Tujuan 1
Tolong tuliskan ulang sebagian catatan perjalanan ke Ternate tanpa perubahan, mulai dari kata-kata yang memuat "Istriku seperti biasa" dan berhenti setelah "kesulitan untuk tidur.".
Tujuan 2
Teruskan catatan perjalanan ke Ternate di bawah ini, dimulai sesudah kalimat terakhirnya.

:: Kutipan Halaman ::

05/02/23

Sepercik Cinta: Catatan perjalanan di Maluku Utara (1) | KH Dr Kholid Al Walid

"Abi, nanti dianter jam berapa ?" Teriak putri bungsuku, Najwa. Anakku ini duduk di kelas XII SMA sering kugelari pengawal, karena paling suka kalau disuruh nganter, bawa mobilnya jago apalagi kalau dapet izin "Ngebut Dek". "Jam 10an Dek, Abi masih ngisi pengajian dulu", "Emang Abi mau kemana sih, kok terbanya malem banget ?" Tanya anak sulungku Nargis, baru pulang kerja. "Abi mau ke Ternate Kak", "Ngapain sih Bi ? Seminar ya ?" "Nggak mau berenang doang" jawabku iseng. Ya   terbangnya dini hari pukul 01.00.

Istriku seperti biasa membuka kembali tasku memastikan kebutuhan perjalananku terpenuhi. Dia super terlatih dalam hal ini, ya maklum deh waktuku memang sebagian besar di perjalanan, ya seminar ya konferensi ya bawa jamaah Hajji atau Umroh, ya tugas dan ya ya yg lainnya. dan yg paling istriku tahu jangan lupa memasukkan pakaian yg paling kucinta dan bs buatku ngomel kayak ngomelin mahasiswa yg nulis skripsi gak bener, Apa tuh ? "Saruung".

Setelah mengisi pengajian melalui zoom, segera kukemas laptopku, jaket langsung kupakai menutupi baju kokoku. Hujan masih deras, Najwa sudah menyiapkan mobil.

Hujan sejak pagi membuat Jakarta sekitarnya basah, istriku setengah tertidur, walau kalau kutanya "Tidur dek ?" Pasti jawabnya "Nggaaak", ini memang sudah lewat waktu harusnya dia tidur, biasanya kalau sudah terlewat dia akan kesulitan untuk tidur.

Najwa kembali tanya "Terminal berapa Bi ?" "Terminal 2 Dek", Mobil cukup ngebut mengarah ke terminal 2B, malam larut tapi bandara soetta ramai seperti cerutu yang tak berhenti dihisap. Karena di terminal 2 istri dan anakku mengantar sampai menjelang check point menjelang masuk gate. Sudah bisa kutebak bisikkan pelan Najwa ke telingaku "Oleh-oleh ya Bi", khawatir terdengar ibunya yg sering bilang "Nggak usah Bi".

Di Gate kulirik penumpang lainnya, semua chinese, riuh rendah berbahasa mandarin cepat tanpa bisa kutangkap huruf vokalnya. 

Sebagian lainnya terkantuk-kantuk, setengah tidur. Khawatir sepertinya, menantikan panggilan. Pukul 00.50 panggilan terdengar semua berebut ingin duluan, hujan diluar masih cukup lumayan. Seatku 20 B jelas tidak mengenakkan, karena diapit 2 penumpang lainnya. Kulirik sebelah kiriku, anak muda yg sepertinya masih fresh graduate. Sebentar duduk  langsung tenggelam dalam lelap. Disebelah kananku perempuan, wajahnya Arab, mungkin berusia sekitar 30an, karena cukup sering bersama orang-orang Arab bisa kupastikan pasti Arab-Afrika, mungkin mesir atau Marokko.

:::
:: Entri Hasil Ekstraksi ::

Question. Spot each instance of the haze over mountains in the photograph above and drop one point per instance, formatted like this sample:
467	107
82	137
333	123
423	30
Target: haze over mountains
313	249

:::

Hasil Tugas 1
Istriku seperti biasa membuka kembali tasku memastikan kebutuhan perjalananku terpenuhi. Dia super terlatih dalam hal ini, ya maklum deh waktuku memang sebagian besar di perjalanan, ya seminar ya konferensi ya bawa jamaah Hajji atau Umroh, ya tugas dan ya ya yg lainnya. dan yg paling istriku tahu jangan lupa memasukkan pakaian yg paling kucinta dan bs buatku ngomel kayak ngomelin mahasiswa yg nulis skripsi gak bener, Apa tuh ? "Saruung".

Setelah mengisi pengajian melalui zoom, segera kukemas laptopku, jaket langsung kupakai menutupi baju kokoku. Hujan masih deras, Najwa sudah menyiapkan mobil.

Hujan sejak pagi membuat Jakarta sekitarnya basah, istriku setengah tertidur, walau kalau kutanya "Tidur dek ?" Pasti jawabnya "Nggaaak", ini memang sudah lewat waktu harusnya dia tidur, biasanya kalau sudah terlewat dia akan kesulitan untuk tidur.

Hasil Tugas 2
Sekilas kulihat raut wajahnya gelisah, pesawat sudah take off, mulai goyangan Inull terasa. Kusapa dengan bahasa Arab ? Kaif Halik ? Kaget luar biasa, dia menatapku  mungkin tak percaya ada makhluk disini yg berbahasa Arab, padahal 90 persen penumpang dari Tiongkok. Kuulangi "Min Maghribi aw Mishr ?" Tanyaku. Baru yakin dia dan mulai tersenyum gembira "Alhamdulillah anna Tunisi" "Subhanallah, baiid"...mulailah percakapan membunuh waktu dan menghilangkan kekhawatiran dari goncangan pesawat yang tak mau berhenti walau sejenak. Berulangkali pramugari dan pilot mengingatkan "Kita terbang di cuaca yang tidak bersahabat kencangkan sabuk pengaman dan seterusnya" persis seperti di atas ombak lautan. Bagi yg sering terbang ke luar sih biasa saja, apalagi kalau melalui Bombay goyangan Sakhrukkhan pasti terasa disana. Pengalamanku jatuh pesawat atau kena badai salju memang lebih dahsyat tapi ya gimanapun di atas pesawat namanya guncangan kadang tetap membuat hati bergetar juga

Rahmah, perempuan Tunisia seorang Muhandis (Insinyur) dalam bidang minerologi, dia punya projek dengan satu perusahaan di Halmahera dan akan tinggal selama 2 bulan. Luar biasa perkasa sekali, perjalanan panjang dari Tunis seorang diri menuju ke Halmahera yang belum pernah dia jajaki.

Sekali-kali Rahmah melirik ke jendela yg gelap dan tak tampak apapun setengah gelisah, sampai dia bertanya "Apakah disini selalu seperti ini ?" "Hujan disini tinggi, apalagi dibulan ini jadi ya biasa" terlihat wajahnya berubah agak tenang. "Mengapa kamu seberani ini sendiri ?" "Saya tau disini sebagian besar muslim dan saya dapat informasi dari orang-orang yang saya tanya tentang Indonesia semua berkata orang Indonesia itu sangat baik-baik"..
Batik Air yang membawa kami kemudian landing dengan guncangan mungkin runway nya pendek sehingga pengeremannya cukup keras.

Terakhir sebelum mengucapkan "Maa Salamah" berbasa basi menanyakan apakah ada yang jemput. Rahmah menjawab "Ya dari perusahaan ada yang menjemput". Di luar bandara Sultan Babullah kulihat tulisan besar "Selamat Datang di bumi rempah Ternate" langsung pikiranku membayang "Karena ini Portugis, Inggris, Spanyol dulu datang jauh kesini"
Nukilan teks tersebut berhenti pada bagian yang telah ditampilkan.